• _Excerpted text_
14/12/07 2:30 PM
As advertised the wind has shifted and stayed ENE
Force 4. We’ve still got the Asymmetric up but the course is almost due
South. We’ll keep on like this for
a few hours but then will have to think again. If we carry on we will have to make up
an additional 140 miles when we hang a right. It’s a hot afternoon and the cloud cover
is beginning to fill in.
17:00
The Wind Stays ENE. We will drop the Asymmetric before dark
and carry on with a poled out yankee.
If we’re too slow we will motor over night to make up some of the excess
Easting. Tomorrow afternoon the
wind should go stronger and more Northerly in which case we could Gybe and stay
more or less on course.
Nik’s computer has miraculously returned from the
dead. It must have been just knocked out. He has now backed
everything up so it if dies again it won’t be so serious.

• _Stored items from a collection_
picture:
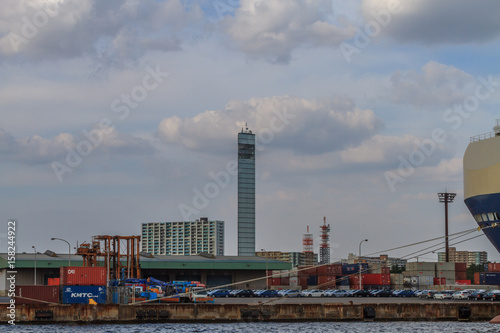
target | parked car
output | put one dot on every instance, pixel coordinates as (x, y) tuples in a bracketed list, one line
[(477, 294), (382, 293), (220, 293), (313, 293), (269, 293), (447, 294), (339, 293), (361, 293), (460, 295), (427, 294), (493, 295), (292, 293), (406, 293), (244, 293)]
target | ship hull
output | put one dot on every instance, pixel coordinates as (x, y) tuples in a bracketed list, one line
[(486, 211), (482, 185)]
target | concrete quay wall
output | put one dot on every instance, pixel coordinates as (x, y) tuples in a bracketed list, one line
[(254, 312)]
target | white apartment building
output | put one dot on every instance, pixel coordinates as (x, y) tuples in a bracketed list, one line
[(183, 238)]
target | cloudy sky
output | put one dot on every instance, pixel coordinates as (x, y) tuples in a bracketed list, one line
[(119, 112)]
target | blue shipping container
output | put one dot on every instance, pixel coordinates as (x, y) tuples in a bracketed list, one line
[(82, 294), (348, 269), (343, 281), (312, 280), (490, 278)]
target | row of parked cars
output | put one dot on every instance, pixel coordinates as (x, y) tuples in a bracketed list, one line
[(468, 294)]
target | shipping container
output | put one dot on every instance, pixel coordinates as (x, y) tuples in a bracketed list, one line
[(494, 267), (463, 282), (490, 278), (376, 279), (439, 281), (326, 270), (446, 274), (83, 276), (348, 269), (459, 275), (83, 294), (326, 282), (445, 266), (396, 279), (426, 280), (476, 278), (343, 281), (420, 266), (312, 280), (45, 294), (419, 273)]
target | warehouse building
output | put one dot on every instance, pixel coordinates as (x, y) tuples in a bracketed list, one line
[(208, 269)]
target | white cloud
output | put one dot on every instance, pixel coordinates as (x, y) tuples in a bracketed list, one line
[(273, 29), (39, 150), (110, 32), (303, 126), (438, 22), (435, 85)]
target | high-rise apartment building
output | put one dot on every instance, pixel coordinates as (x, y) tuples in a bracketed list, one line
[(470, 258), (183, 238), (246, 193)]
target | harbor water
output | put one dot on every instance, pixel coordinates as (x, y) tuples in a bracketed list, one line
[(268, 327)]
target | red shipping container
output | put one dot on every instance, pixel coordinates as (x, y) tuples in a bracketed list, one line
[(325, 270), (462, 282), (476, 278), (83, 276), (439, 281), (326, 282), (302, 271), (460, 275), (494, 267), (311, 271), (46, 294), (303, 282)]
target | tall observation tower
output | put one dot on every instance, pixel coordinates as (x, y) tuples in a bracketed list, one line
[(246, 193)]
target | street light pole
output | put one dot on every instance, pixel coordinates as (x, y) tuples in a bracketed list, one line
[(359, 261), (446, 198), (267, 281), (69, 248), (35, 261)]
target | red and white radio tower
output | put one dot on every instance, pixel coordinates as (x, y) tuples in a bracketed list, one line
[(324, 248), (308, 242)]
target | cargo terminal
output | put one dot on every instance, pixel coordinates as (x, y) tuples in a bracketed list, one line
[(210, 270)]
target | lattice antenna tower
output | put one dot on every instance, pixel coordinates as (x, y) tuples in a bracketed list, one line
[(307, 242), (324, 248)]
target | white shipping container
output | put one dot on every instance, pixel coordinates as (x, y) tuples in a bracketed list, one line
[(426, 280), (445, 266), (421, 266)]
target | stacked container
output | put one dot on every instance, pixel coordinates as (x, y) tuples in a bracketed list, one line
[(82, 284), (37, 294)]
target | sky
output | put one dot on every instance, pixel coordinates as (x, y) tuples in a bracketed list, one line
[(119, 112)]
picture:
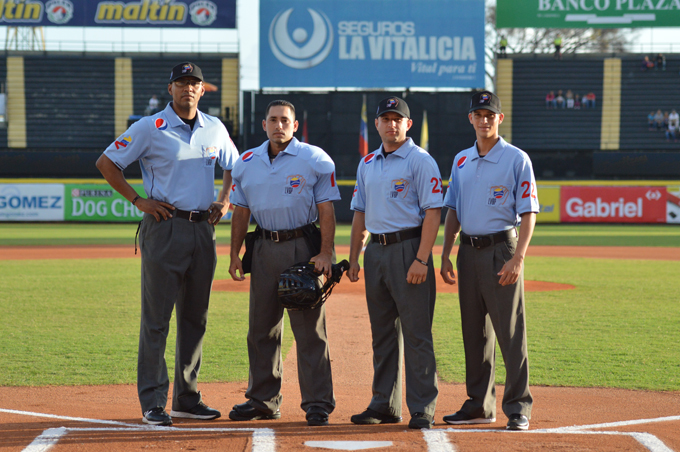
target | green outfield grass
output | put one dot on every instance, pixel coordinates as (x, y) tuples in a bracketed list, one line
[(68, 322), (545, 234)]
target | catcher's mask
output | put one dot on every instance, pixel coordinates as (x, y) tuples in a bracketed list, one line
[(301, 289)]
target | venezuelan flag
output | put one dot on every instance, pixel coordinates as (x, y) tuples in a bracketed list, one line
[(363, 131)]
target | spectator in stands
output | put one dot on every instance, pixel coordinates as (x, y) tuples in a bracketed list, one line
[(661, 62), (651, 123), (503, 44), (558, 47), (591, 99), (550, 100), (152, 108), (673, 126), (658, 120), (646, 64)]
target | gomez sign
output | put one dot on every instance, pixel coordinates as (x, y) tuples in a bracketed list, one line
[(613, 204)]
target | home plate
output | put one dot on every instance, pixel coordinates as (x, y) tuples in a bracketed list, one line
[(348, 445)]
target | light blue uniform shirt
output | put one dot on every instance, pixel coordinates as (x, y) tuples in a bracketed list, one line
[(489, 194), (178, 164), (395, 191), (283, 194)]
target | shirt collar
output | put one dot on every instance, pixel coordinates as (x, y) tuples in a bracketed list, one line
[(175, 121), (494, 155), (403, 151)]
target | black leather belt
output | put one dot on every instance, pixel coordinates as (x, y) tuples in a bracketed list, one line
[(288, 234), (396, 237), (194, 216), (482, 241)]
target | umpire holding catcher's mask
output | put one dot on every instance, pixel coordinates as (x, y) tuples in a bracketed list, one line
[(177, 149), (285, 185)]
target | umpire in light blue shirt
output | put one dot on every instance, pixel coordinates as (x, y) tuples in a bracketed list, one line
[(492, 189), (177, 150), (398, 200), (286, 185)]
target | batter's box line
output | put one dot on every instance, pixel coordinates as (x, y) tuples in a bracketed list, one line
[(437, 440), (264, 439)]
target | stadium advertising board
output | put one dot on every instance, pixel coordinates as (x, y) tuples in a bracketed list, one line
[(140, 13), (97, 202), (371, 44), (31, 202), (587, 13), (100, 202), (613, 204), (549, 199)]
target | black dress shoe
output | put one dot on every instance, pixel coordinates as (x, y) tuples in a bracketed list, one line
[(421, 420), (517, 422), (247, 412), (157, 416), (462, 418), (200, 411), (317, 416), (374, 417)]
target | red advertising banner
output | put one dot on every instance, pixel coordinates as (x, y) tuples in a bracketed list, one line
[(613, 204)]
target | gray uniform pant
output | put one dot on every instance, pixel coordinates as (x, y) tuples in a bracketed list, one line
[(178, 265), (401, 324), (266, 331), (489, 311)]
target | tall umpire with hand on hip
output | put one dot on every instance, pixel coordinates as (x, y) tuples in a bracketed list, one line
[(178, 149), (398, 199), (286, 185), (492, 186)]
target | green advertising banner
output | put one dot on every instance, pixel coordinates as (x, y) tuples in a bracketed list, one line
[(96, 202), (587, 13)]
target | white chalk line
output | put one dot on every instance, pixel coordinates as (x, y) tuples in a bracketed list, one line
[(264, 439), (649, 441)]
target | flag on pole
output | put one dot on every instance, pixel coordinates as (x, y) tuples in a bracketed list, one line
[(424, 134), (363, 131), (305, 136)]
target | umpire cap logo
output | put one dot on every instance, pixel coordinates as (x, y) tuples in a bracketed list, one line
[(301, 51)]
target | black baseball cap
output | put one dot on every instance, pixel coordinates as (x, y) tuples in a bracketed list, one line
[(485, 100), (186, 69), (394, 104)]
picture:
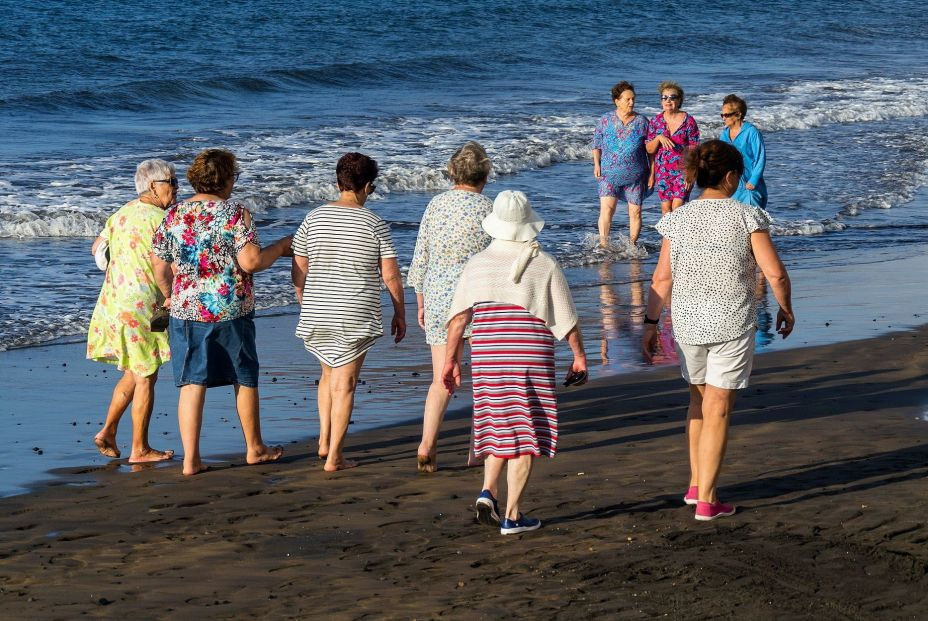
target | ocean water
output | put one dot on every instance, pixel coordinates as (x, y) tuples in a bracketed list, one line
[(840, 91)]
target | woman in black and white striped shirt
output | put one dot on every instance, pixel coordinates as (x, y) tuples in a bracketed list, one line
[(340, 253)]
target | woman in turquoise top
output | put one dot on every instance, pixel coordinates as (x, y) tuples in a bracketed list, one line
[(747, 139), (449, 235)]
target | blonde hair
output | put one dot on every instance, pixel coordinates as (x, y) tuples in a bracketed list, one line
[(669, 85), (470, 164)]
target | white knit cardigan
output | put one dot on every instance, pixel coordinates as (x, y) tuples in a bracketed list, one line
[(493, 276)]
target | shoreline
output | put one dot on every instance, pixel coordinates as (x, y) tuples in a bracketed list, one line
[(827, 463), (55, 399)]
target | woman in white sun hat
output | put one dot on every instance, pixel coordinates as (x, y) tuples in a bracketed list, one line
[(519, 302)]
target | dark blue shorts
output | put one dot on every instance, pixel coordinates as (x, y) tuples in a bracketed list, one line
[(214, 354)]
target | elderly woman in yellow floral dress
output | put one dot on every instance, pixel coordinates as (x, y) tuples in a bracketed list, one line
[(120, 329)]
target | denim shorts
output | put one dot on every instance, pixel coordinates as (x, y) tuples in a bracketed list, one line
[(214, 354)]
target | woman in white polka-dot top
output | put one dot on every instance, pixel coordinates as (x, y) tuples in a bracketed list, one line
[(711, 250)]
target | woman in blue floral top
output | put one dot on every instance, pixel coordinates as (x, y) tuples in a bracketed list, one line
[(620, 162), (449, 235), (213, 246)]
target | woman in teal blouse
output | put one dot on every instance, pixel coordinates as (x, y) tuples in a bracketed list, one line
[(747, 139)]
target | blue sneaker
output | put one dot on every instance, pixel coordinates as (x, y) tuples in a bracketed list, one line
[(487, 509), (514, 527)]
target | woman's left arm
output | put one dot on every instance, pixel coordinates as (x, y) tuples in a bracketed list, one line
[(393, 280), (760, 160), (164, 275)]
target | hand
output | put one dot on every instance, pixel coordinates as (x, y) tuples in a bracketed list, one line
[(577, 367), (287, 243), (649, 342), (451, 376), (398, 328), (666, 142), (785, 322)]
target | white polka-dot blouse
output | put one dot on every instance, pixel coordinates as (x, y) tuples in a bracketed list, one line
[(713, 268)]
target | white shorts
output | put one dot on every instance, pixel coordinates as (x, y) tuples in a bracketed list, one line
[(723, 365)]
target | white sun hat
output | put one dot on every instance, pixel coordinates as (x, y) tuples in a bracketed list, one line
[(513, 218)]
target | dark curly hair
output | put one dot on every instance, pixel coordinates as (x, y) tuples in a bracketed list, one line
[(354, 171), (211, 171), (620, 88), (708, 163)]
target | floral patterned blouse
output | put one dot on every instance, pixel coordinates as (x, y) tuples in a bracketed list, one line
[(449, 235), (624, 159), (203, 239), (119, 329)]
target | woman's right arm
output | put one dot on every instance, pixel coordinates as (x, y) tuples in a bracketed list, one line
[(661, 286), (451, 374), (298, 271), (775, 272)]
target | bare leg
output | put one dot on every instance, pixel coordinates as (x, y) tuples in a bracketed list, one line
[(324, 403), (256, 452), (122, 397), (517, 473), (717, 404), (143, 400), (694, 428), (190, 421), (436, 403), (606, 211), (634, 222), (492, 468), (342, 383)]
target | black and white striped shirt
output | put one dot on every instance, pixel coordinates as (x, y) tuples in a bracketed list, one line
[(340, 317)]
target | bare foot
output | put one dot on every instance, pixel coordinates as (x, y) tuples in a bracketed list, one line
[(343, 464), (198, 469), (106, 446), (150, 455), (264, 454), (426, 463)]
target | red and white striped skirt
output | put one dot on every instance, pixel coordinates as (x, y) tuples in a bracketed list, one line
[(512, 362)]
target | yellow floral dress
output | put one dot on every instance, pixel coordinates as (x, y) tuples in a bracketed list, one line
[(120, 327)]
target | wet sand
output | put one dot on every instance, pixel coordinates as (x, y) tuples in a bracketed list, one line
[(827, 464)]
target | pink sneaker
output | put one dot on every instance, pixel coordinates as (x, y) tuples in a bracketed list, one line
[(707, 511), (692, 496)]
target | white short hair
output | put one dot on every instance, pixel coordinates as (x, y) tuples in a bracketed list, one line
[(152, 170)]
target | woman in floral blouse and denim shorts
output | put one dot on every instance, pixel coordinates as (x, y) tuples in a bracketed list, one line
[(712, 247), (213, 245)]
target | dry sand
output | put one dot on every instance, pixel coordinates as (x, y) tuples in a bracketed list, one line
[(827, 465)]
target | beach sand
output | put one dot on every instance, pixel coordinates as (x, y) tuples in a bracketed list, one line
[(827, 465)]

• _Exercises_
**1)** List each distinct compass-direction term that appears in the sailing log, once apiece.
**2)** Set down the sailing log word for word, covering everything from "14/12/07 2:30 PM" down to "poled out yankee.".
**3)** Take the sailing log further, beginning after its final sentence.

• _The responses_
**1)** ENE, South, Easting, Northerly

**2)**
14/12/07 2:30 PM
As advertised the wind has shifted and stayed ENE
Force 4. We’ve still got the Asymmetric up but the course is almost due
South. We’ll keep on like this for
a few hours but then will have to think again. If we carry on we will have to make up
an additional 140 miles when we hang a right. It’s a hot afternoon and the cloud cover
is beginning to fill in.
17:00
The Wind Stays ENE. We will drop the Asymmetric before dark
and carry on with a poled out yankee.

**3)**
18:00
Wind down to 10 knots from behind. Not really
enough at the moment to warrant poling out the yankee, so the unfamiliar sound
of a 240 horse power diesel invades our consciousness... The Asymmetric actually furled okay this
time as there was very little wind.
20:00
Steve Nik and I have just finished dinner, I’m
about to have a shower and the fish line whirs into life. It turns out to be a long slim snake
like “Pipe Fish” which Steve spurns,
Actually while he was spurning it, it unhooked itself.
20:20
Engine off. Pole out. We can make 6 1/2 knots on course so we’ll give it a
go.
15/12/07
6AM
Solid Grey Morning. As I come on watch it begins
to sprinkle lightly. Wind stayed NE
most of the night and boat speed maintained 6-7 knots. A rolling
night for all sleepers.
Wind projection suggests that sometime late tomorrow we will
either run out of wind completely or what there is will be on the nose. I
suppose it had to happen sometime.
The sprinkle becomes a deluge. There is only one squall showing on
the 48 mile screen of the
radar. It is about 6 miles in
diameter and directly overhead. The
wind it brings gives great boat speed.
9:15
The wind settles in to the NE so after 12 days and
2306 miles at sea we find ourselves on a Starboard tack for the first time. We’re able to steer about 15 degrees West of course but this is
fine as we have an 18 miles cross track error in the bank from our earlier
Easting.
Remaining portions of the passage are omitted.